• _Goal_: List each ecological concern about turkey populations that the text on turkeys in the Kootenays names.

• _Extract_:

....

Let's Talk Turkey!

With the increasing number of turkeys roaming the streets of the Village, questions are being raised about what can be done to deter these birds from overstaying their welcome.  Here is some background information on turkeys in the Kootenays:


· In Canada wild turkeys are only native to Southern Ontario. Populations in British Columbia are all introduced.

· In the Kootenays, turkeys were introduced to the Creston area in the 1960s and subsequently expanded throughout the region.

· Kootenay turkey populations have fluctuated over time but appear to have increased over the past 5 years.


· There are ecological concerns with turkey populations since they can predate on species at risk (e.g., snakes), compete for habitat with native grouse, and     cause grouse nest failure through egg dumping.

· Turkeys can cause property damage, result in noise complaints, and be aggressive towards people.

· Turkeys can affect agriculturists by eating and fouling domestic animal feed, gardens, and crops. They also spread noxious weeds.


· Hunting seasons in the Kootenays have been liberalised over time as populations have increased.

· Provincial policy does not allow translocation of non-native species such as turkeys.

· Turkey conflicts are most often dealt with by providing the public with information about how to prevent and deal with conflicts.

....

[Excerpts from a point labeling dataset]

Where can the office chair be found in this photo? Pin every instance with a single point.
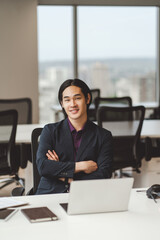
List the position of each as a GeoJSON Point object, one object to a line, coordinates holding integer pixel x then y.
{"type": "Point", "coordinates": [36, 177]}
{"type": "Point", "coordinates": [9, 164]}
{"type": "Point", "coordinates": [24, 109]}
{"type": "Point", "coordinates": [92, 111]}
{"type": "Point", "coordinates": [128, 150]}
{"type": "Point", "coordinates": [152, 146]}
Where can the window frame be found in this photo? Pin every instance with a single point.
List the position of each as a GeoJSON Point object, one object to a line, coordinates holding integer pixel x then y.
{"type": "Point", "coordinates": [129, 3]}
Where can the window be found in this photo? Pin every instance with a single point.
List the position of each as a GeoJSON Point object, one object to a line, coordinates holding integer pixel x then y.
{"type": "Point", "coordinates": [55, 55]}
{"type": "Point", "coordinates": [117, 50]}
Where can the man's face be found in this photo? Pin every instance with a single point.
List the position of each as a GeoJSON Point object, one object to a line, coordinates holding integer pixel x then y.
{"type": "Point", "coordinates": [74, 103]}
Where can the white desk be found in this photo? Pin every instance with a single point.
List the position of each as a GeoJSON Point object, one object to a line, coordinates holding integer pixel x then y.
{"type": "Point", "coordinates": [140, 222]}
{"type": "Point", "coordinates": [151, 128]}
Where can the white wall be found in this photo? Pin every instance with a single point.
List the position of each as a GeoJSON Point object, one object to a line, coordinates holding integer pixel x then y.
{"type": "Point", "coordinates": [18, 51]}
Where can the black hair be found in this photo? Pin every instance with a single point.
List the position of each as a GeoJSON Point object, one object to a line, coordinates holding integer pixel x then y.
{"type": "Point", "coordinates": [78, 83]}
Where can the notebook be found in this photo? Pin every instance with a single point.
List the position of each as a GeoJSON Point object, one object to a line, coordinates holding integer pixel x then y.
{"type": "Point", "coordinates": [98, 196]}
{"type": "Point", "coordinates": [39, 214]}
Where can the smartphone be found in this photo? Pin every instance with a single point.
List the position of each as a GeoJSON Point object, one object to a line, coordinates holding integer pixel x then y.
{"type": "Point", "coordinates": [6, 214]}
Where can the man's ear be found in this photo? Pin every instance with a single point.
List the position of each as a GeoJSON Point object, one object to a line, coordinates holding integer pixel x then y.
{"type": "Point", "coordinates": [88, 99]}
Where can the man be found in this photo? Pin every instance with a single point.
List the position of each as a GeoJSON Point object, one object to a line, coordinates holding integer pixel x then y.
{"type": "Point", "coordinates": [74, 148]}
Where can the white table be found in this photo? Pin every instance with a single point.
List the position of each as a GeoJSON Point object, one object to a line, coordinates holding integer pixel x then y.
{"type": "Point", "coordinates": [151, 128]}
{"type": "Point", "coordinates": [140, 222]}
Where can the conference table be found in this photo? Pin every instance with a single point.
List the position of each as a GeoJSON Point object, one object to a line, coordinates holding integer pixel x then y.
{"type": "Point", "coordinates": [141, 221]}
{"type": "Point", "coordinates": [150, 128]}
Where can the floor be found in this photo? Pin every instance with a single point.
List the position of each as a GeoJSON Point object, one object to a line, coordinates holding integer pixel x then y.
{"type": "Point", "coordinates": [150, 174]}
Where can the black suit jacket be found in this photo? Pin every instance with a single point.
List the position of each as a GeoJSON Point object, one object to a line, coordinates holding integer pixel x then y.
{"type": "Point", "coordinates": [96, 145]}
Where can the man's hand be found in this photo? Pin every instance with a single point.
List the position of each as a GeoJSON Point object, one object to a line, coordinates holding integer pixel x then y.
{"type": "Point", "coordinates": [52, 155]}
{"type": "Point", "coordinates": [86, 166]}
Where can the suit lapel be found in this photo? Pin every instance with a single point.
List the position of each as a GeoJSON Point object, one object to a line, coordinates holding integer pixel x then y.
{"type": "Point", "coordinates": [86, 139]}
{"type": "Point", "coordinates": [66, 139]}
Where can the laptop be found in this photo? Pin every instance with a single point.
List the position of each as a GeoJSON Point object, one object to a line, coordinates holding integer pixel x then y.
{"type": "Point", "coordinates": [98, 196]}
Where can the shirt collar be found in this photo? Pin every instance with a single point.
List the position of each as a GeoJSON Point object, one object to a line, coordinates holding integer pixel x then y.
{"type": "Point", "coordinates": [72, 128]}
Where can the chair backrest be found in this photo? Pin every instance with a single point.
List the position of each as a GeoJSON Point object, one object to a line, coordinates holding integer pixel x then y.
{"type": "Point", "coordinates": [34, 146]}
{"type": "Point", "coordinates": [23, 107]}
{"type": "Point", "coordinates": [113, 102]}
{"type": "Point", "coordinates": [127, 150]}
{"type": "Point", "coordinates": [8, 127]}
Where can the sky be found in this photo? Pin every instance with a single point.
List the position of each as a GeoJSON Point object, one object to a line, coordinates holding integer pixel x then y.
{"type": "Point", "coordinates": [103, 32]}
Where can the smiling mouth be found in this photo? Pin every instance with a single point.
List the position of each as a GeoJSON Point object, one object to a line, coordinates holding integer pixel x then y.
{"type": "Point", "coordinates": [74, 110]}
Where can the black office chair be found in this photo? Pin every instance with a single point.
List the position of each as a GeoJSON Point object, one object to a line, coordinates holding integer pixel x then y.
{"type": "Point", "coordinates": [128, 150]}
{"type": "Point", "coordinates": [36, 177]}
{"type": "Point", "coordinates": [92, 111]}
{"type": "Point", "coordinates": [24, 109]}
{"type": "Point", "coordinates": [152, 146]}
{"type": "Point", "coordinates": [9, 165]}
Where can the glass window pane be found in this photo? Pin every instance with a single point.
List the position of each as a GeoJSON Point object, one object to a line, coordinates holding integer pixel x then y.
{"type": "Point", "coordinates": [117, 50]}
{"type": "Point", "coordinates": [55, 55]}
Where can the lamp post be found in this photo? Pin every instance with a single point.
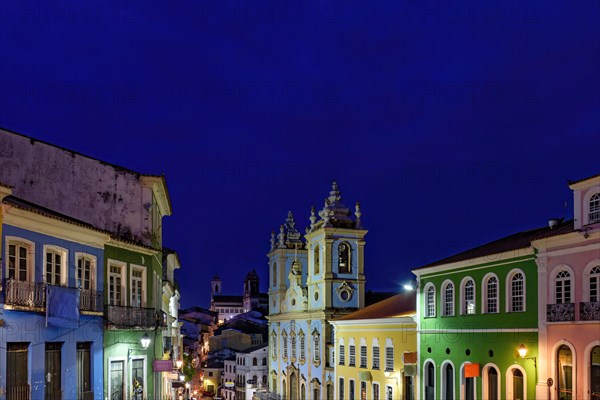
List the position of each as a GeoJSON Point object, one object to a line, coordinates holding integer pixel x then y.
{"type": "Point", "coordinates": [522, 350]}
{"type": "Point", "coordinates": [145, 342]}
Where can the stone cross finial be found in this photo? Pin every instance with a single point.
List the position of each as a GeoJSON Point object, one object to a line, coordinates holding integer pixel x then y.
{"type": "Point", "coordinates": [312, 218]}
{"type": "Point", "coordinates": [281, 237]}
{"type": "Point", "coordinates": [358, 214]}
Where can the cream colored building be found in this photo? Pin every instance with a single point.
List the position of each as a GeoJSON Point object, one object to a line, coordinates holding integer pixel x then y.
{"type": "Point", "coordinates": [375, 351]}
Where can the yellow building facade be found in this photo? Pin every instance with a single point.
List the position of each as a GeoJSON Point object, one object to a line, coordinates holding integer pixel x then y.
{"type": "Point", "coordinates": [375, 351]}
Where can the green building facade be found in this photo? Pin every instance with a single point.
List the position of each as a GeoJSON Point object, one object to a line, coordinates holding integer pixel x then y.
{"type": "Point", "coordinates": [133, 320]}
{"type": "Point", "coordinates": [476, 310]}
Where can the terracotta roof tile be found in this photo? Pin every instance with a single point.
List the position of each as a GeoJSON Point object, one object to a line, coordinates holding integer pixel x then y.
{"type": "Point", "coordinates": [515, 241]}
{"type": "Point", "coordinates": [402, 304]}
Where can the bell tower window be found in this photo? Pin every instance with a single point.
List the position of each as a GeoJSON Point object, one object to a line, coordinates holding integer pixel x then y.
{"type": "Point", "coordinates": [594, 209]}
{"type": "Point", "coordinates": [344, 258]}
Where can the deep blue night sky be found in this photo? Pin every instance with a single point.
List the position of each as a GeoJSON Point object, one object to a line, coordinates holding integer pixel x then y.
{"type": "Point", "coordinates": [453, 123]}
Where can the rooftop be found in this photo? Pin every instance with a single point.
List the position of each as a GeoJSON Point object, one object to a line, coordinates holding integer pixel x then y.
{"type": "Point", "coordinates": [515, 241]}
{"type": "Point", "coordinates": [400, 305]}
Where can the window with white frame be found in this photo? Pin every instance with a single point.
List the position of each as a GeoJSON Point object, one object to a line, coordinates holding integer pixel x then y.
{"type": "Point", "coordinates": [344, 258]}
{"type": "Point", "coordinates": [363, 355]}
{"type": "Point", "coordinates": [20, 260]}
{"type": "Point", "coordinates": [302, 346]}
{"type": "Point", "coordinates": [517, 292]}
{"type": "Point", "coordinates": [594, 209]}
{"type": "Point", "coordinates": [430, 301]}
{"type": "Point", "coordinates": [389, 355]}
{"type": "Point", "coordinates": [594, 284]}
{"type": "Point", "coordinates": [562, 287]}
{"type": "Point", "coordinates": [468, 306]}
{"type": "Point", "coordinates": [115, 284]}
{"type": "Point", "coordinates": [490, 288]}
{"type": "Point", "coordinates": [86, 271]}
{"type": "Point", "coordinates": [317, 346]}
{"type": "Point", "coordinates": [293, 345]}
{"type": "Point", "coordinates": [352, 354]}
{"type": "Point", "coordinates": [375, 354]}
{"type": "Point", "coordinates": [137, 287]}
{"type": "Point", "coordinates": [53, 267]}
{"type": "Point", "coordinates": [448, 305]}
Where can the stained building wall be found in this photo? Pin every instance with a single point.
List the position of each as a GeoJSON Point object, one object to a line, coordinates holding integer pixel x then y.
{"type": "Point", "coordinates": [107, 196]}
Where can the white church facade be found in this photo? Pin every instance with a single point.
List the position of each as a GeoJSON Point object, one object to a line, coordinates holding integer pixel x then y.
{"type": "Point", "coordinates": [311, 281]}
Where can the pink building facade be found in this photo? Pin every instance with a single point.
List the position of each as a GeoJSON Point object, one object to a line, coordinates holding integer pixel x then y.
{"type": "Point", "coordinates": [568, 363]}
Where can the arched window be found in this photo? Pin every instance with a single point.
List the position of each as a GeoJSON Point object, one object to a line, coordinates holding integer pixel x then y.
{"type": "Point", "coordinates": [448, 381]}
{"type": "Point", "coordinates": [468, 296]}
{"type": "Point", "coordinates": [564, 373]}
{"type": "Point", "coordinates": [562, 287]}
{"type": "Point", "coordinates": [316, 347]}
{"type": "Point", "coordinates": [448, 299]}
{"type": "Point", "coordinates": [517, 292]}
{"type": "Point", "coordinates": [293, 345]}
{"type": "Point", "coordinates": [490, 287]}
{"type": "Point", "coordinates": [429, 381]}
{"type": "Point", "coordinates": [594, 284]}
{"type": "Point", "coordinates": [344, 258]}
{"type": "Point", "coordinates": [284, 339]}
{"type": "Point", "coordinates": [594, 209]}
{"type": "Point", "coordinates": [302, 346]}
{"type": "Point", "coordinates": [493, 383]}
{"type": "Point", "coordinates": [430, 302]}
{"type": "Point", "coordinates": [274, 344]}
{"type": "Point", "coordinates": [595, 373]}
{"type": "Point", "coordinates": [518, 387]}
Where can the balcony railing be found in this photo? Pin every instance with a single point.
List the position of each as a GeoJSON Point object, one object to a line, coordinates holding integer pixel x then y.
{"type": "Point", "coordinates": [91, 300]}
{"type": "Point", "coordinates": [18, 392]}
{"type": "Point", "coordinates": [25, 294]}
{"type": "Point", "coordinates": [120, 317]}
{"type": "Point", "coordinates": [589, 311]}
{"type": "Point", "coordinates": [560, 312]}
{"type": "Point", "coordinates": [32, 295]}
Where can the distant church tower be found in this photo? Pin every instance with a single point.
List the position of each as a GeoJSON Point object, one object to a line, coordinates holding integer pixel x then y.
{"type": "Point", "coordinates": [216, 287]}
{"type": "Point", "coordinates": [251, 292]}
{"type": "Point", "coordinates": [309, 283]}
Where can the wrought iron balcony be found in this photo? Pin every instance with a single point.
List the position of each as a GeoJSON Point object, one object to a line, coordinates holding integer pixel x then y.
{"type": "Point", "coordinates": [121, 317]}
{"type": "Point", "coordinates": [18, 392]}
{"type": "Point", "coordinates": [91, 300]}
{"type": "Point", "coordinates": [32, 296]}
{"type": "Point", "coordinates": [560, 312]}
{"type": "Point", "coordinates": [589, 311]}
{"type": "Point", "coordinates": [24, 294]}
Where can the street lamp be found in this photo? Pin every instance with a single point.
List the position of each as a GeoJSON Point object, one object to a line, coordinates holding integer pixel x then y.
{"type": "Point", "coordinates": [523, 353]}
{"type": "Point", "coordinates": [145, 340]}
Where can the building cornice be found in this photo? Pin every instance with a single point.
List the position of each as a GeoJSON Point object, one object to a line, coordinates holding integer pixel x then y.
{"type": "Point", "coordinates": [53, 227]}
{"type": "Point", "coordinates": [457, 267]}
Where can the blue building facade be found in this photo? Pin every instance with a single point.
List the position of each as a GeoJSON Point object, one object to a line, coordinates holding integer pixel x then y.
{"type": "Point", "coordinates": [51, 304]}
{"type": "Point", "coordinates": [310, 281]}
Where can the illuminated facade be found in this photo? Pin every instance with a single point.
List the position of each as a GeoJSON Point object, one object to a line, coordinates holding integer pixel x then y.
{"type": "Point", "coordinates": [310, 281]}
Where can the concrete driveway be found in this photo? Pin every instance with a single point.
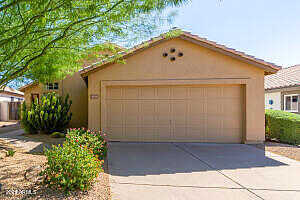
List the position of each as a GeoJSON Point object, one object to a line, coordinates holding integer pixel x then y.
{"type": "Point", "coordinates": [166, 171]}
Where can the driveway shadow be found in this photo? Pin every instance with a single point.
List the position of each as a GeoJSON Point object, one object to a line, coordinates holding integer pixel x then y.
{"type": "Point", "coordinates": [140, 159]}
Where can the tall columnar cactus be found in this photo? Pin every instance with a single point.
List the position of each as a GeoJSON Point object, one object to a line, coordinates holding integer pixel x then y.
{"type": "Point", "coordinates": [49, 115]}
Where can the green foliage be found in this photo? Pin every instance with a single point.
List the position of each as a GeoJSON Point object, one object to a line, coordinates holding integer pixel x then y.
{"type": "Point", "coordinates": [49, 115]}
{"type": "Point", "coordinates": [10, 153]}
{"type": "Point", "coordinates": [283, 126]}
{"type": "Point", "coordinates": [44, 39]}
{"type": "Point", "coordinates": [71, 167]}
{"type": "Point", "coordinates": [77, 163]}
{"type": "Point", "coordinates": [57, 135]}
{"type": "Point", "coordinates": [94, 140]}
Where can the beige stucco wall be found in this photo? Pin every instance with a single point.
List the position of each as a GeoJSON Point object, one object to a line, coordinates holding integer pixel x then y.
{"type": "Point", "coordinates": [276, 97]}
{"type": "Point", "coordinates": [77, 89]}
{"type": "Point", "coordinates": [198, 66]}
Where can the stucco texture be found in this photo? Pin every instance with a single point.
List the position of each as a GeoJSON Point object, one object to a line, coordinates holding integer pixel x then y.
{"type": "Point", "coordinates": [198, 66]}
{"type": "Point", "coordinates": [76, 88]}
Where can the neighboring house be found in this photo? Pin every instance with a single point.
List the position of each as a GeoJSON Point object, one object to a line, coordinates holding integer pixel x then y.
{"type": "Point", "coordinates": [9, 94]}
{"type": "Point", "coordinates": [282, 90]}
{"type": "Point", "coordinates": [8, 110]}
{"type": "Point", "coordinates": [181, 89]}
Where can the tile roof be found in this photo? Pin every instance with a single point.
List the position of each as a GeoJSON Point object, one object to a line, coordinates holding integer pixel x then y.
{"type": "Point", "coordinates": [286, 77]}
{"type": "Point", "coordinates": [270, 68]}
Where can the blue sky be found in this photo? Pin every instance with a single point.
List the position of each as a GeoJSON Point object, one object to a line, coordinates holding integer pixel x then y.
{"type": "Point", "coordinates": [267, 29]}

....

• _Output for this exercise_:
- Turkeys can predate on species at risk (e.g., snakes).
- They compete for habitat with native grouse.
- They cause grouse nest failure through egg dumping.